Copy only what runs from the line containing "Target: white shirt collar" through the end of the material below, line for line, with both ends included.

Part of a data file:

■ ■ ■ ■

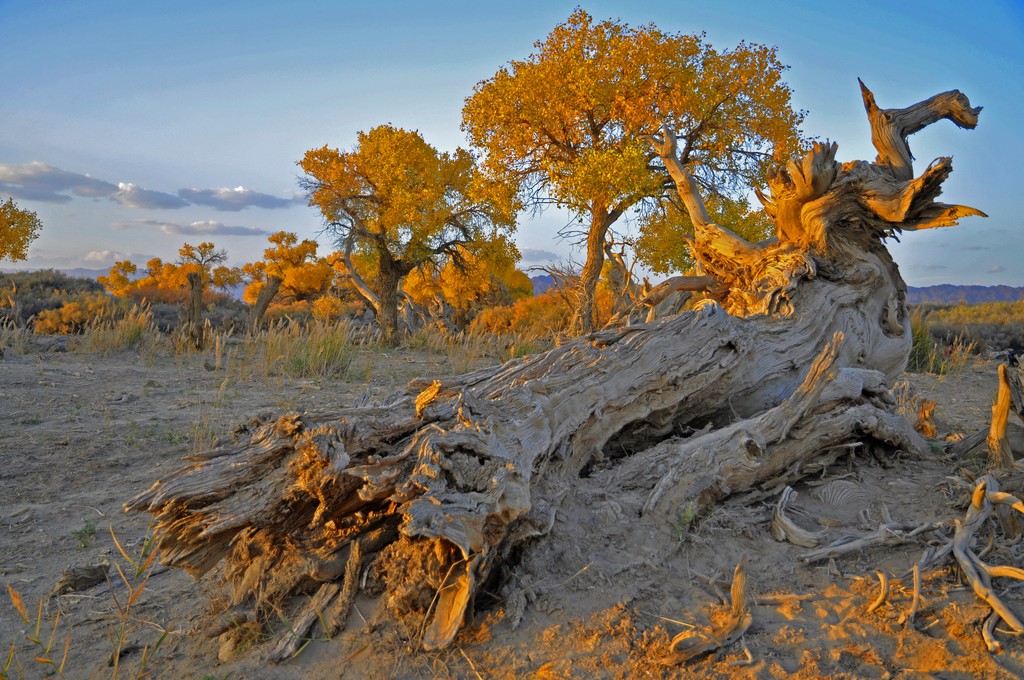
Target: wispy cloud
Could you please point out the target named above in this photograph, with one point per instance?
(39, 181)
(135, 197)
(235, 199)
(538, 255)
(207, 227)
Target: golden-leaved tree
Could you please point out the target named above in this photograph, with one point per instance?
(568, 125)
(290, 271)
(168, 282)
(18, 227)
(477, 279)
(401, 204)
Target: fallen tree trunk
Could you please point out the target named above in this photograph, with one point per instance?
(781, 371)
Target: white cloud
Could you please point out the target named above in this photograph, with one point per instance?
(135, 197)
(39, 181)
(204, 227)
(235, 199)
(537, 255)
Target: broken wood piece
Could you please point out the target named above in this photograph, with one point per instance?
(737, 619)
(296, 637)
(907, 618)
(888, 534)
(926, 419)
(483, 466)
(783, 528)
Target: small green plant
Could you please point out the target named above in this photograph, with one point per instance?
(684, 519)
(45, 648)
(135, 579)
(85, 535)
(320, 350)
(928, 356)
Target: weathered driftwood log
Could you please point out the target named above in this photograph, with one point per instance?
(777, 375)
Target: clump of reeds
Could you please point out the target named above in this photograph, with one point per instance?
(313, 350)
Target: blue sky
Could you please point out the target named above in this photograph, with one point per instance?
(131, 128)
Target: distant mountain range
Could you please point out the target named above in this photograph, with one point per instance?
(950, 294)
(943, 294)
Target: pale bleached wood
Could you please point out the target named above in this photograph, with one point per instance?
(463, 471)
(999, 455)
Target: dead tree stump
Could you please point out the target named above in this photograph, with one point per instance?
(786, 364)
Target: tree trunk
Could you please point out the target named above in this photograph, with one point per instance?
(266, 295)
(194, 311)
(591, 271)
(388, 282)
(770, 380)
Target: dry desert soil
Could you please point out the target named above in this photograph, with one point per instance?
(600, 597)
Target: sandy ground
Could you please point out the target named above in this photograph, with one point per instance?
(601, 596)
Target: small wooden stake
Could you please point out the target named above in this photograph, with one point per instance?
(999, 455)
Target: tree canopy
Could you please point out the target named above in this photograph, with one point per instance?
(567, 125)
(401, 203)
(17, 229)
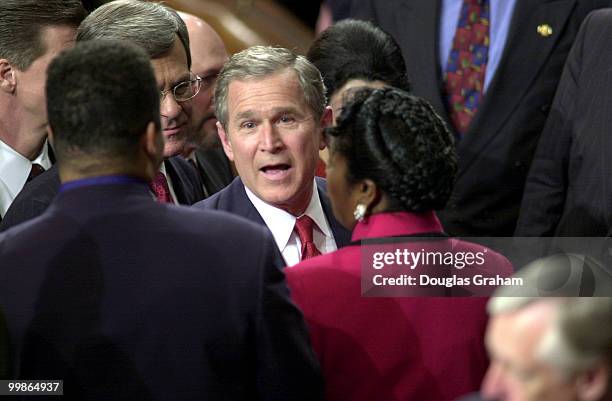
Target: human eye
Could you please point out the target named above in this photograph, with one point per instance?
(248, 125)
(286, 119)
(183, 89)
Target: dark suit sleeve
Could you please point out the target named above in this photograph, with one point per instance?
(33, 200)
(546, 187)
(287, 367)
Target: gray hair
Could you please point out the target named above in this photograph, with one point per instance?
(263, 61)
(152, 26)
(22, 22)
(580, 334)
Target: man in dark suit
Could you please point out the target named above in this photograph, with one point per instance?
(568, 191)
(31, 34)
(163, 34)
(204, 150)
(529, 42)
(270, 104)
(109, 304)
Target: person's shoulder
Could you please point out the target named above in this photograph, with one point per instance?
(225, 198)
(343, 260)
(45, 186)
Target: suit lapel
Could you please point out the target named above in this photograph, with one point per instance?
(341, 234)
(417, 31)
(524, 54)
(240, 204)
(177, 182)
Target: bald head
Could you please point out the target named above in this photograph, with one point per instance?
(208, 55)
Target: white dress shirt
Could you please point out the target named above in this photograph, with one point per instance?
(282, 224)
(162, 169)
(14, 172)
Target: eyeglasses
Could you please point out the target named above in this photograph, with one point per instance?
(184, 90)
(209, 80)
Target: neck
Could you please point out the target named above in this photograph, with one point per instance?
(297, 208)
(20, 133)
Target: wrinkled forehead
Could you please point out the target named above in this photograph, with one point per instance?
(172, 68)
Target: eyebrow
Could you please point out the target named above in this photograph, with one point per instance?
(276, 111)
(179, 80)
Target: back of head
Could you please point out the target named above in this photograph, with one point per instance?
(353, 49)
(101, 96)
(398, 141)
(22, 21)
(152, 26)
(263, 61)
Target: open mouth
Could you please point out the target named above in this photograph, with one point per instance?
(171, 132)
(275, 170)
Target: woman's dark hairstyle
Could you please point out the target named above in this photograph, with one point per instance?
(399, 142)
(353, 49)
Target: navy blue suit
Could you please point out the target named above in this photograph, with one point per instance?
(233, 199)
(132, 299)
(37, 195)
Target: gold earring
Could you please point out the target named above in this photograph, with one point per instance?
(360, 211)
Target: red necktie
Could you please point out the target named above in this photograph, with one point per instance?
(35, 171)
(160, 188)
(467, 62)
(303, 226)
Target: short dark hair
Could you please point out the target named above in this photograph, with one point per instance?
(22, 22)
(101, 96)
(152, 26)
(353, 49)
(399, 142)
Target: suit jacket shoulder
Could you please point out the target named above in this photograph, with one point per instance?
(193, 300)
(214, 168)
(33, 199)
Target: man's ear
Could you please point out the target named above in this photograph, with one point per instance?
(326, 121)
(368, 194)
(225, 141)
(8, 80)
(593, 384)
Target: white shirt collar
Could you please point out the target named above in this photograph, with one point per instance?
(14, 171)
(162, 169)
(282, 223)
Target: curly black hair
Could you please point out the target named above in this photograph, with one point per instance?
(398, 141)
(353, 49)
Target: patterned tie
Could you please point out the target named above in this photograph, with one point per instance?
(303, 226)
(35, 171)
(160, 188)
(467, 62)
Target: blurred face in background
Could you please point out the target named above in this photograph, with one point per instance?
(516, 372)
(170, 71)
(208, 55)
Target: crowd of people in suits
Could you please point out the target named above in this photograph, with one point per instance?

■ ■ ■ ■

Exercise result -
Target: white shirt collar
Could you please point out the target named above in this photograph, with one point per instance?
(14, 171)
(162, 169)
(282, 223)
Target: curly black hair
Could you please point out the target named above in this photograph, with one point per instance?
(398, 141)
(353, 49)
Target: patterned tie
Could you please point out the target named above in this photograph, with one point per instance?
(303, 226)
(35, 171)
(160, 188)
(467, 62)
Target: blurred face in background
Could you please point out the target named above in this photograph, with one point per instance?
(516, 372)
(170, 71)
(208, 55)
Target: crowd of people in suits
Could you please point out the target named above in this photograph, with one point per instance?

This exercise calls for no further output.